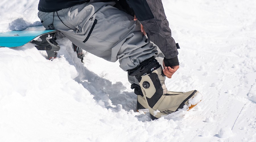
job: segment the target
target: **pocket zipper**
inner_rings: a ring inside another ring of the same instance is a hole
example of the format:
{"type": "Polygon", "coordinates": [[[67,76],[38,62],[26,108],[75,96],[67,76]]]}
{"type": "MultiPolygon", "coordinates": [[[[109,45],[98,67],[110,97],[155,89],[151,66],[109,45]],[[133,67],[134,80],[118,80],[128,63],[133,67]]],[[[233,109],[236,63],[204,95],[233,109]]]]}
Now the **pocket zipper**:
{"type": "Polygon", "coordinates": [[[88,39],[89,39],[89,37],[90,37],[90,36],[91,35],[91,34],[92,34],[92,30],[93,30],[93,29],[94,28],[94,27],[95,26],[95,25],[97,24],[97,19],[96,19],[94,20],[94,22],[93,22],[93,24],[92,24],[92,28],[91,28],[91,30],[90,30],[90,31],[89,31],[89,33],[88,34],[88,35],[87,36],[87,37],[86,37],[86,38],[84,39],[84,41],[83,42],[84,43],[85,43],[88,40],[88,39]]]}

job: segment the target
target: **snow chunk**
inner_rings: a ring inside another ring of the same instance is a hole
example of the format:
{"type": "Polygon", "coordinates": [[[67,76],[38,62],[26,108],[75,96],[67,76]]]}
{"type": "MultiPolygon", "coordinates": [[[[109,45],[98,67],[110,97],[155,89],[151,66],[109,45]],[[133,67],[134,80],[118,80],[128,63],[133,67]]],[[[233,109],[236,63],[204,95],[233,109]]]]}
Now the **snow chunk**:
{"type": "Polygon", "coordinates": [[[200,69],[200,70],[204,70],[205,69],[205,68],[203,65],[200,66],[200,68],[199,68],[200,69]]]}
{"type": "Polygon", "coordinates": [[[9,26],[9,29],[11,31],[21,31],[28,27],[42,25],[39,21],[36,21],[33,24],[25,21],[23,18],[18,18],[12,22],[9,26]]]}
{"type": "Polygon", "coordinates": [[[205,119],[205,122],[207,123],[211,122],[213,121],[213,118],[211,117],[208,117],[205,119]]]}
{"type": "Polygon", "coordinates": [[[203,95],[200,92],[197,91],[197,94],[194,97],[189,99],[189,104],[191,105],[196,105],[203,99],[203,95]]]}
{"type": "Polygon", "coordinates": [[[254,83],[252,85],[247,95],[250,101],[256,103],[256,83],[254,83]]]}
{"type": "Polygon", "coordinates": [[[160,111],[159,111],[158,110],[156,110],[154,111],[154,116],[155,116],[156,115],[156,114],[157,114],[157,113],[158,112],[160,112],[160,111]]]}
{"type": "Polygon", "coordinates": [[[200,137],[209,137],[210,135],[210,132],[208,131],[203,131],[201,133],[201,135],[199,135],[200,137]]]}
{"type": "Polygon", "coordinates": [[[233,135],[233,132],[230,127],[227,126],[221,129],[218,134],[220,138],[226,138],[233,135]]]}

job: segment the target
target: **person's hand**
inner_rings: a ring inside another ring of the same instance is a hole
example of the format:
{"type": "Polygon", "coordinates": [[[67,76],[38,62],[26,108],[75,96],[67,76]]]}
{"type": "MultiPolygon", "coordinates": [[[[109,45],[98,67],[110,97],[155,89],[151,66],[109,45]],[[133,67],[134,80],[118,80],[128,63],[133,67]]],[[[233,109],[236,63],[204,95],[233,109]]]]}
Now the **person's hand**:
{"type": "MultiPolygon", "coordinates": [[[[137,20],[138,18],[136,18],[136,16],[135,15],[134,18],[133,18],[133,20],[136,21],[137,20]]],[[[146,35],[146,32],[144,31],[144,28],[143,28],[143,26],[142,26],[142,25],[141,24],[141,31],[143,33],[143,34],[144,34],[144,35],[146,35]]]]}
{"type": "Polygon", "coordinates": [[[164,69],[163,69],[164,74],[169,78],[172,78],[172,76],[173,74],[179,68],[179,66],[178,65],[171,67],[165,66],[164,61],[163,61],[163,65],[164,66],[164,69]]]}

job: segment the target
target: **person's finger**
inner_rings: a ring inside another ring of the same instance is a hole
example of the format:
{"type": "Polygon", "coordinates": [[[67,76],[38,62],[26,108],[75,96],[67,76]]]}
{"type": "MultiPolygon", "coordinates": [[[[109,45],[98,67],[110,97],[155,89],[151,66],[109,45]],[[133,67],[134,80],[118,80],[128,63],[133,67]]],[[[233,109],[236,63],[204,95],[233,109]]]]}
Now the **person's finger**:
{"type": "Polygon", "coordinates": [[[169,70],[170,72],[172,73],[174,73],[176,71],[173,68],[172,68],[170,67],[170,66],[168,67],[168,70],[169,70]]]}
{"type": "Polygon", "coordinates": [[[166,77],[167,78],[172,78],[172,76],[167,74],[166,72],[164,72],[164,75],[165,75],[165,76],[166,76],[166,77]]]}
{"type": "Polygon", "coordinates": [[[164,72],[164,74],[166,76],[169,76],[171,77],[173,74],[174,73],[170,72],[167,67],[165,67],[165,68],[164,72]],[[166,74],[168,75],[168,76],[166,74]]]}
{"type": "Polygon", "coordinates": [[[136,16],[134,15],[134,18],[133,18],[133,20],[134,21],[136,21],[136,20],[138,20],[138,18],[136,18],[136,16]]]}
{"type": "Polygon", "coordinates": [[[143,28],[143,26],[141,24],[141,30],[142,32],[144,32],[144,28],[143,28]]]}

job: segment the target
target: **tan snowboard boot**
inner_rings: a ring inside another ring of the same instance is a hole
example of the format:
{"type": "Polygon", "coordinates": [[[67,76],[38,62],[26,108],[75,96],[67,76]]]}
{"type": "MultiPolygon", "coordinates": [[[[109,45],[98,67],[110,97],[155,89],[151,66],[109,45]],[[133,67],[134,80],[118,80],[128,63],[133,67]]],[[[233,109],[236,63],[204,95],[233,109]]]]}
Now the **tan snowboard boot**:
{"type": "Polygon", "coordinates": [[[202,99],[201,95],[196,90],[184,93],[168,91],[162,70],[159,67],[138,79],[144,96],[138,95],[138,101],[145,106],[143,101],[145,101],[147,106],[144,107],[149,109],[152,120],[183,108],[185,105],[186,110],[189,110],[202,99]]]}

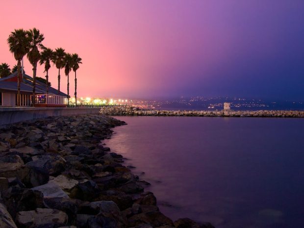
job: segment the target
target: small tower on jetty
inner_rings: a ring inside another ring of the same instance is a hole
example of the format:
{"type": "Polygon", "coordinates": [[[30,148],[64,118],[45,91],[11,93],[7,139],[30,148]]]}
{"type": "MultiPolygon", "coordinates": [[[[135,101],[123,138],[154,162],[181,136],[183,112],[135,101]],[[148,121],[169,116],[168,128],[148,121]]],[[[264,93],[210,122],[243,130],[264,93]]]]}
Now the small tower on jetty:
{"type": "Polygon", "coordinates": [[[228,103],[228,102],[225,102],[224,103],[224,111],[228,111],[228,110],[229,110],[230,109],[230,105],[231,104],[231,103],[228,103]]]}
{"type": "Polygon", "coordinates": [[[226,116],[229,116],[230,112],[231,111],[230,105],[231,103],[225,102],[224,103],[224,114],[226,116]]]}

### REQUIRED WORK:
Exclude the pictures, and transcribe all of the material exactly.

### WRITTEN RESPONSE:
job: segment the target
target: **pocket zipper**
inner_rings: a ring inside another ring of the same instance is a hole
example of the format:
{"type": "Polygon", "coordinates": [[[67,76],[38,62],[26,108],[75,96],[67,76]]]}
{"type": "MultiPolygon", "coordinates": [[[[109,45],[98,67],[110,97],[155,89],[151,66],[109,45]],[[133,67],[134,80],[118,80],[128,63],[133,67]]],[[[233,109],[236,63],[204,95],[233,109]]]]}
Now the **pocket zipper**:
{"type": "Polygon", "coordinates": [[[88,39],[89,39],[89,37],[90,37],[90,36],[91,35],[91,34],[92,34],[92,30],[93,30],[93,29],[94,28],[94,27],[95,26],[95,25],[97,24],[97,19],[96,19],[94,20],[94,22],[93,22],[93,24],[92,24],[92,28],[91,28],[91,30],[90,30],[90,31],[89,31],[89,33],[88,34],[88,35],[87,36],[87,37],[86,37],[86,38],[84,39],[84,41],[83,42],[84,43],[85,43],[88,40],[88,39]]]}

job: segment the target
target: **snow chunk**
inner_rings: a ring inside another ring of the same instance is a hole
example of the format:
{"type": "Polygon", "coordinates": [[[67,76],[38,62],[26,108],[75,96],[67,76]]]}
{"type": "MultiPolygon", "coordinates": [[[[109,45],[98,67],[110,97],[155,89],[151,66],[109,45]],[[133,67],[134,80],[118,80],[128,63],[133,67]]],[[[233,109],[236,63],[204,95],[233,109]]]]}
Now the **snow chunk**:
{"type": "Polygon", "coordinates": [[[200,69],[200,70],[204,70],[205,69],[205,68],[203,65],[200,66],[200,68],[199,68],[200,69]]]}
{"type": "Polygon", "coordinates": [[[9,26],[9,29],[11,31],[21,31],[28,27],[42,25],[39,21],[36,21],[33,24],[25,21],[23,18],[18,18],[12,22],[9,26]]]}
{"type": "Polygon", "coordinates": [[[205,119],[205,122],[207,123],[211,122],[213,121],[213,118],[211,117],[208,117],[205,119]]]}
{"type": "Polygon", "coordinates": [[[203,95],[200,92],[197,91],[197,94],[194,97],[189,99],[189,104],[191,105],[196,105],[203,99],[203,95]]]}
{"type": "Polygon", "coordinates": [[[254,83],[252,85],[247,95],[250,101],[256,103],[256,83],[254,83]]]}
{"type": "Polygon", "coordinates": [[[160,111],[159,111],[158,110],[156,110],[154,111],[154,116],[155,116],[156,115],[156,114],[157,114],[157,113],[158,112],[160,112],[160,111]]]}
{"type": "Polygon", "coordinates": [[[200,137],[209,137],[210,135],[210,132],[208,131],[203,131],[201,133],[201,135],[199,135],[200,137]]]}
{"type": "Polygon", "coordinates": [[[233,135],[233,132],[230,127],[227,126],[221,129],[218,134],[220,138],[226,138],[233,135]]]}

job: segment the target
target: **person's hand**
inner_rings: a ring inside another ring of the same instance is a hole
example of the format:
{"type": "Polygon", "coordinates": [[[67,76],[38,62],[26,108],[75,96],[67,76]]]}
{"type": "MultiPolygon", "coordinates": [[[[109,45],[98,67],[110,97],[155,89],[151,66],[109,45]],[[133,67],[134,80],[118,80],[128,63],[133,67]]],[[[233,109],[236,63],[204,95],[233,109]]]]}
Now the **person's hand**:
{"type": "MultiPolygon", "coordinates": [[[[137,20],[138,18],[136,18],[136,16],[135,15],[134,18],[133,18],[133,20],[136,21],[137,20]]],[[[146,35],[146,32],[144,31],[144,28],[143,28],[143,26],[142,26],[142,25],[141,24],[141,31],[143,33],[143,34],[144,34],[144,35],[146,35]]]]}
{"type": "Polygon", "coordinates": [[[164,69],[163,69],[164,74],[169,78],[172,78],[172,76],[173,74],[179,68],[179,66],[178,65],[171,67],[165,66],[164,61],[163,61],[163,65],[164,66],[164,69]]]}

job: segment the target
target: **person's finger**
inner_rings: a ring inside another ring of the same instance is a hole
example of the format:
{"type": "Polygon", "coordinates": [[[67,76],[38,62],[26,108],[75,96],[67,76]]]}
{"type": "MultiPolygon", "coordinates": [[[[109,45],[98,67],[110,97],[155,89],[151,66],[109,45]],[[133,67],[134,80],[118,80],[128,63],[133,67]]],[[[233,109],[236,63],[204,95],[233,109]]]]}
Now the **person's finger**:
{"type": "Polygon", "coordinates": [[[169,70],[170,72],[172,73],[174,73],[176,71],[173,68],[172,68],[170,67],[170,66],[168,67],[168,70],[169,70]]]}
{"type": "Polygon", "coordinates": [[[166,77],[167,78],[172,78],[172,76],[167,74],[166,72],[164,72],[164,75],[165,75],[165,76],[166,76],[166,77]]]}
{"type": "Polygon", "coordinates": [[[164,72],[164,74],[166,76],[169,76],[171,77],[173,74],[174,73],[170,72],[167,67],[165,67],[165,68],[164,72]],[[166,74],[168,75],[168,76],[166,74]]]}
{"type": "Polygon", "coordinates": [[[136,16],[134,15],[134,18],[133,18],[133,20],[134,21],[136,21],[136,20],[138,20],[138,18],[136,18],[136,16]]]}
{"type": "Polygon", "coordinates": [[[143,28],[143,26],[141,24],[141,30],[142,32],[144,32],[144,28],[143,28]]]}

job: segment the target
target: **tan snowboard boot**
inner_rings: a ring inside another ring of the same instance is a hole
example of the format:
{"type": "Polygon", "coordinates": [[[67,76],[38,62],[26,108],[75,96],[67,76]]]}
{"type": "MultiPolygon", "coordinates": [[[[109,45],[98,67],[110,97],[155,89],[151,66],[109,45]],[[133,67],[134,80],[118,80],[128,63],[133,67]]],[[[233,109],[236,63],[204,95],[233,109]]]]}
Now the **tan snowboard boot**:
{"type": "Polygon", "coordinates": [[[202,99],[201,95],[196,90],[184,93],[168,91],[162,70],[159,67],[138,79],[144,96],[138,95],[138,101],[145,106],[143,101],[145,101],[147,106],[144,107],[149,109],[152,120],[183,108],[185,105],[186,110],[189,110],[202,99]]]}

job: segment the target
target: small tower on jetty
inner_rings: a ring inside another ring of the same instance is a hole
example of the format:
{"type": "Polygon", "coordinates": [[[30,148],[64,118],[45,91],[11,93],[7,139],[30,148]]]}
{"type": "MultiPolygon", "coordinates": [[[[135,101],[123,138],[154,162],[181,136],[183,112],[135,101]],[[148,121],[169,116],[168,128],[148,121]]],[[[264,93],[210,122],[243,130],[264,93]]]]}
Now the small tower on jetty:
{"type": "Polygon", "coordinates": [[[228,103],[228,102],[225,102],[224,103],[224,111],[228,111],[228,110],[229,110],[230,109],[230,105],[231,104],[231,103],[228,103]]]}
{"type": "Polygon", "coordinates": [[[226,116],[229,116],[230,112],[231,111],[230,105],[231,103],[225,102],[224,103],[224,114],[226,116]]]}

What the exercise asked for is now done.